## Records drawn from a dataset
▼▼▼

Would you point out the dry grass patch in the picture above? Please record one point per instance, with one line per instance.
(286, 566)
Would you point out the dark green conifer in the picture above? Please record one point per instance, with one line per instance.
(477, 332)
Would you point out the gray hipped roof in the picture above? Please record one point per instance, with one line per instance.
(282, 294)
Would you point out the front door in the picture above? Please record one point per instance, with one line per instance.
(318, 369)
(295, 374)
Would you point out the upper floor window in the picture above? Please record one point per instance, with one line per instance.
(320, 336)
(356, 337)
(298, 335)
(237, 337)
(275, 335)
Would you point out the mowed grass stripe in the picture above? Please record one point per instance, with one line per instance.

▲▲▲

## DIRECTIONS
Nothing may change. Retype all of the entries.

## FINISHED EXERCISE
Would you point out the dry grass patch in the picture above? Please record one point per instance, with one line per instance.
(286, 566)
Would you point out the dark green conifer in the picture above? Please record one point per instance, with one line per instance.
(477, 332)
Would you point out the gray hipped roof in the picture above? Please record one point per instance, with one line per instance.
(282, 294)
Would you point out the front door in the picture above? Please record one point per instance, with one line per instance.
(318, 369)
(295, 374)
Would you point out the upper floor window in the picture above? Please record one point per instance, with one line per instance.
(320, 336)
(356, 337)
(298, 335)
(237, 337)
(275, 335)
Would you point out the mowed grass stripe in the picture above? Please record one point per instance, with one line per instance.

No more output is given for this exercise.